[Set exercise A]: Output the rows unchanged, from the line with "UI grounding task — the element to locate is the distant" up to and including the line with "[0,139,500,499]", and leave the pictures out.
Begin Passage provided
Recursive generators in javascript

Introduction

If you’ve ever programmed in Python, chances are you’re familiar with generators. They’re somewhat of a bread-and-butter construct in Python that allow you to compute a list lazily, that is: elements are only computed when explicitely asked for. While they do come with a slight overhead compared to regular small lists, they are far superior for handling very large amounts of elements. A regular list or array will always store all of its elements in memory at once. For large amounts of data, this boils down to large amounts of memory. With generators, however, we don’t need to store the entire list in memory at once, we simply generate the values on the fly.

This allows for a couple of really cool tricks. How about an infinite list? Clearly, you could never store a list of, say, all the positive integers, in your computer’s memory because you’d need infinite memory! But, we can represent the list of all positive integers as a generator. Every time you ask it for a value, it simply gives us the next integer. Of course, you should be careful never to perform an operation on the entire list (like, for example, looping over it), because that will cause all the elements of the generator to get calculated, which would never terminate! So what does this look like in javascript? ES6 has introduced a special syntax for defining generators that comes in two parts: function* and yield. Consider the following generator that provides us with the members of a particular rock band:

function* beatles() {
  yield "John";
  yield "Paul";
  yield "George";
  yield "Ringo";
}

The keyword function* signifies that we’re not defining a regular function, but a generator.1The yield keyword represents the values that this generator will produce when we ask for them. Briefly said, a generator will execute its body until it comes across a yield statement, produce the corresponding value, and pause until further values are requested. If we then ask for the next value, the generator will simply continue the execution where it left off, complete with scoped variables and stack frame! How cool is that?

But how do we ask for these values, you ask? We have an additional bit of syntax for getting values out of generators, the next() method. Calling next() on our beatles generator repeteadly will return:

let bgen = beatles(); // Instantiate a beatles generator

bgen.next(); // {value: "John", done: false}
bgen.next(); // {value: "Paul", done: false}
bgen.next(); // {value: "George", done: false}
bgen.next(); // {value: "Ringo", done: false}

Okay, that’s pretty cool. calling next() on a generator returns an object with a value field, which is what we’re interested in, and an additional bit of metadata informing us whether or not the generator has yielded all its values yet. If we called next() a fifth time, we would get

bgen.next() // {done: true}

When we’ve exhausted a generator, it will stop producing values and simply return this object with a single field informing us we’ve used up the generator. If we really want the generator to return a final value when it is exhausted, we can use a final return instead of yield statement:

function* beatles() {
  yield "John";
  yield "Paul";
  yield "George";
  return "Ringo";
}

let bgen = beatles(); // Instantiate a beatles generator

bgen.next(); // {value: "John", done: false}
bgen.next(); // {value: "Paul", done: false}
bgen.next(); // {value: "George", done: false}
bgen.next(); // {value: "Ringo", done: true}

Now that you know how generators work, maybe it’ll feel less surprising that you can use them to implement infinite lists. Let’s have a look at how we could define our infinite integer generator:

function* integers() {
  let i = 0;
  while(true) {
    yield i++;
  }
}

We can generate a couple of values to check whether we got it right:

let igen = integers();

igen.next(); // {value: 0, done: false}
igen.next(); // {value: 1, done: false}
igen.next(); // {value: 2, done: false}
igen.next(); // {value: 3, done: false}

This generator is an infinite loop that yields our counter i and immediately pauses. As soon as we resume the execution, the ++ part is evaluated2, our counter gets incremented, and the loop is resumed only to hit the next yield statement. All the scoped variables are saved and restored when execution resumes.
End Passage provided
[Set exercise B]: According to the text on recursive generators in JavaScript, which two pieces of syntax did ES6 introduce for defining generators?
Begin Given records
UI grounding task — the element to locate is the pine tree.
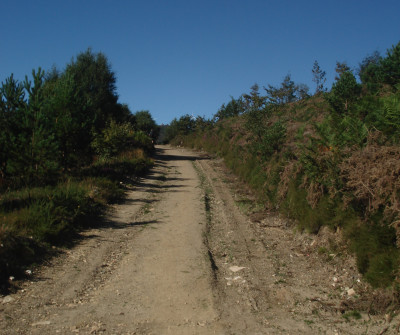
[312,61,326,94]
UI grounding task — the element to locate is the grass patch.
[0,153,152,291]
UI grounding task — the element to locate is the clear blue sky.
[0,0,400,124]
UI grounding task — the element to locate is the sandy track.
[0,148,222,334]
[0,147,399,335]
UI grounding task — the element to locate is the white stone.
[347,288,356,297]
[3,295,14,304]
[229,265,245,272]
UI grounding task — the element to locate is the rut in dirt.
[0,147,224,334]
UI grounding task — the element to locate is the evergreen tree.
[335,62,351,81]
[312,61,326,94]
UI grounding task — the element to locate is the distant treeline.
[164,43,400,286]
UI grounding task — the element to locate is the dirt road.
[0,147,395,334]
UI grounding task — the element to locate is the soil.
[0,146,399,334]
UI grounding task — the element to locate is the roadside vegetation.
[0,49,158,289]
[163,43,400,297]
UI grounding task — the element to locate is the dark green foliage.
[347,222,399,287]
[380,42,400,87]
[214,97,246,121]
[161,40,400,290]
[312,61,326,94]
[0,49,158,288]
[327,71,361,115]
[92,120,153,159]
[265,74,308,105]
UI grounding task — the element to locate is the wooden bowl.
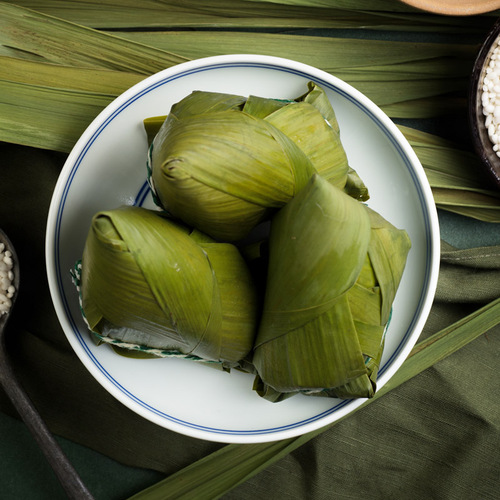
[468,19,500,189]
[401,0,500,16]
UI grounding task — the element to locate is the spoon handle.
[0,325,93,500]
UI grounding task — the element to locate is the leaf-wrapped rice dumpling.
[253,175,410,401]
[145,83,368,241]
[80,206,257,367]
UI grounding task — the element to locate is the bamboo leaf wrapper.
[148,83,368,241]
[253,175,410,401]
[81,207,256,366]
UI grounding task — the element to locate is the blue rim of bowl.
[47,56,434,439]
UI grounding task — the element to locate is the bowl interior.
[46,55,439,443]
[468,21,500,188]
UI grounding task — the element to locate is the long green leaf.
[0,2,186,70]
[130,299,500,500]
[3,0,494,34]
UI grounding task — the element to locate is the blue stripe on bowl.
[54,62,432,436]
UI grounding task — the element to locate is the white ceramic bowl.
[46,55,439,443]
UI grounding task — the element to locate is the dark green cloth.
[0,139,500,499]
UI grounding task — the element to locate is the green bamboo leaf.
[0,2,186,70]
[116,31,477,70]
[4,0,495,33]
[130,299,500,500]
End Given records
Begin Given records
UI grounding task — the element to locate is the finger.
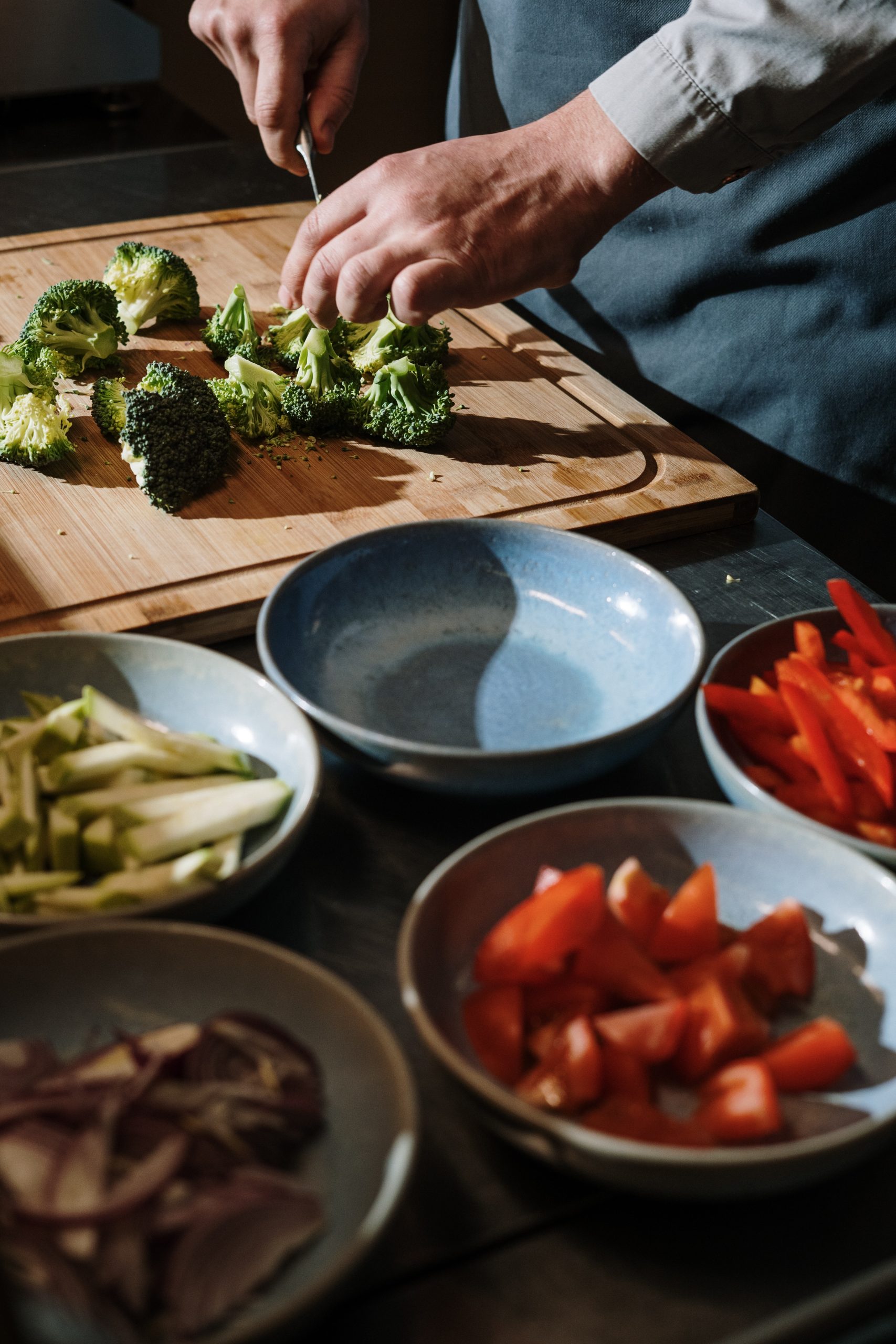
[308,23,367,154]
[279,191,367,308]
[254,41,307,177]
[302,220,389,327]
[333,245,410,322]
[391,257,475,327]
End Given records
[Task result A]:
UI grounding task — the element to locate is the distant treeline.
[164,43,400,286]
UI grounding task — the element to locate is the dirt road.
[0,147,395,334]
UI grounding task — the element to locate is the soil.
[0,146,399,334]
UI grounding task — the element to locate is the roadside vegetation.
[0,49,158,289]
[163,43,400,297]
UI grounding task — the element to locate is the dark green foliage.
[347,222,399,287]
[380,42,400,87]
[214,97,246,121]
[161,40,400,290]
[312,61,326,94]
[0,49,158,288]
[327,71,361,115]
[92,120,153,159]
[265,74,308,105]
UI grounding task — the element to locate is the wooden bowl.
[468,19,500,189]
[401,0,500,16]
UI grounding task — the element to locate is the spoon handle.
[0,325,93,500]
UI grounding task — the element to locate is the leaf-wrapped rice dumpling.
[253,175,410,401]
[145,83,368,241]
[80,206,257,367]
UI grounding task — the element to locate is the bamboo leaf wrapper.
[148,83,368,241]
[253,175,410,401]
[81,207,256,366]
UI grounding task — the element to locate is the blue rim of bowl.
[47,56,434,439]
UI grounding task — the element to locate is the bowl interior.
[46,55,439,443]
[468,21,500,188]
UI grounding task — the element to locate is the long green leaf.
[0,2,186,70]
[130,299,500,500]
[3,0,494,34]
UI grounding task — the element to locate is the blue stripe on bowl.
[54,62,432,436]
UI grounding task — the element to locate is the white ceramic bowl.
[46,55,439,443]
UI grounding task — the element to locate is the dark green cloth.
[0,139,500,499]

[Task result B]: function* and yield